* Problemas a resolver
[A] Diga se cada afirmação concorda com o texto sobre o filme Bessie e responda sim ou não, citando as palavras do texto que decidem: (i) Bessie Smith passou a infância no Tennessee; (ii) Queen Latifah dubla sempre as canções no filme; (iii) o filme é uma produção da Netflix.
[B] Por favor, indique como Bessie Smith era conhecida, segundo o texto sobre o filme Bessie.
[C] Continue o texto sobre o filme Bessie a partir da última frase.

* Trecho do texto
------------------------------------------------------------
Conhecida como A Imperatriz do Blues, Bessie Smith foi uma das mais populares cantoras do gênero no início dos anos 1920. Após conhecer a pioneira Ma Rainey (Mo’Nique), Bessie começou a ser conhecida pelo grande público, tornando-se importante para a história da música norte-americana. Com uma produção da HBO, Bessie mostra o caminho que a levou de uma infância simples no Tennessee ao estrelato, passando por fases cruciais da sua vida. Eficiente ao conseguir transpor toda a importância do blues para a comunidade negra da época, o filme derrapa ao tentar contar todas as fases da cantora sem uma linearidade, com um roteiro fragmentado.
É necessário pontuar que o longa traz diversos acertos que o transformam em uma produção comovente, especialmente em suas atuações. Queen Latifah encarna Bessie Smith de tal forma que cada cena transborda intensidade, mostrando, talvez, o melhor trabalho da carreira da atriz, sendo favorita para levar o prêmio de melhor atriz na categoria filme para TV. Latifah impressiona ao replicar os tons de voz da cantora, muitas vezes cantando sem dublar. Marcante, também, é sua oportunidade de mostrar sua habilidade para o drama, já que no cinema a atriz costuma encarar personagem cômicos. Assim, Latifah leva o público na mão e mostra toda a vulnerabilidade da personagem em cenas emocionantes, como aquela em que aparece nua, sentada em frente ao espelho, cantando e enfrentando a constatação de sua solidão.
------------------------------------------------------------
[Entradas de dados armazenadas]

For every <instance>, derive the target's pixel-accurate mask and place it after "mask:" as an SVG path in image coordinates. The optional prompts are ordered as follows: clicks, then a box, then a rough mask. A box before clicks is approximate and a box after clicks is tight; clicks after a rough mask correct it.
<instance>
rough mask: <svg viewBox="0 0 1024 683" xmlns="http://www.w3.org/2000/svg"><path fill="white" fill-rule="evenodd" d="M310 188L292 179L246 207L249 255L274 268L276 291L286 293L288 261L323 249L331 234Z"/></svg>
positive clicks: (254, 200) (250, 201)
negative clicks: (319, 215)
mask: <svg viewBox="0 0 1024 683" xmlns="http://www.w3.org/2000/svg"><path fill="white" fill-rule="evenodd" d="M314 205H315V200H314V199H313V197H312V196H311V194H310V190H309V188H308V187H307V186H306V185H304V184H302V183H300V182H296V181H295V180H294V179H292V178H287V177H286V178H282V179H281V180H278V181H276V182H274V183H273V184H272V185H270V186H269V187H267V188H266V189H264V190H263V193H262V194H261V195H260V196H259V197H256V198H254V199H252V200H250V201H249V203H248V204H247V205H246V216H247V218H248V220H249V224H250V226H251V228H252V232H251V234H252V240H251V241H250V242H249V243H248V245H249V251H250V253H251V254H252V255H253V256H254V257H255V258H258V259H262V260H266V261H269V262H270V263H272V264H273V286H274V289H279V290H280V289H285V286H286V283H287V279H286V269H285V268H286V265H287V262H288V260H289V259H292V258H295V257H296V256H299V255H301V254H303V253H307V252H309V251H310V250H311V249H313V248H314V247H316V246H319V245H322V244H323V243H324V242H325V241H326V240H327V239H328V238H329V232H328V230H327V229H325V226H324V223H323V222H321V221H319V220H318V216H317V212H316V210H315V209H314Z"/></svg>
------------------------------------------------------------
* Seção de respostas
[A]
(i) Sim: "de uma infância simples no Tennessee ao estrelato".
(ii) Não: "muitas vezes cantando sem dublar".
(iii) Não: "Com uma produção da HBO".

[B] A Imperatriz do Blues.

[C]
E se Latifah impressiona, Mo’Nique quase a ofusca. Interpretando uma intensa Ma Rainey, a atriz vai de uma atitude rude e grosseira para uma carinhosa e compreensiva amiga, cenas que garantiram também uma indicação ao Emmy de melhor atriz coadjuvante. E não somente as duas atrizes têm espaço para brilhar. O elenco de apoio é afiado, especialmente Khandi Alexander (Plantão Médico, Scandal), roubando a cena cada vez que surge na tela. A direção de arte também funciona perfeitamente, transportando o público para a época efervescente do blues. O filme ainda flerta com questões cruciais dos Estados Unidos, como a segregação, quando negros eram separados dos brancos em banheiros, bares, restaurantes e outros lugares. Ainda que não se preocupe em problematizar a questão, o filme mostra cenas inspiradas, como Bessie enfrentando membros da Ku Klux Clan e executivos milionários de Nova York tentando ridicularizá-la.
O filme sofre do mesmo mal de inúmeras biografias. Como resumir a vida de alguém em quase duas horas de duração, sem que as coisas pareçam muito apressadas ou os personagens caricatos?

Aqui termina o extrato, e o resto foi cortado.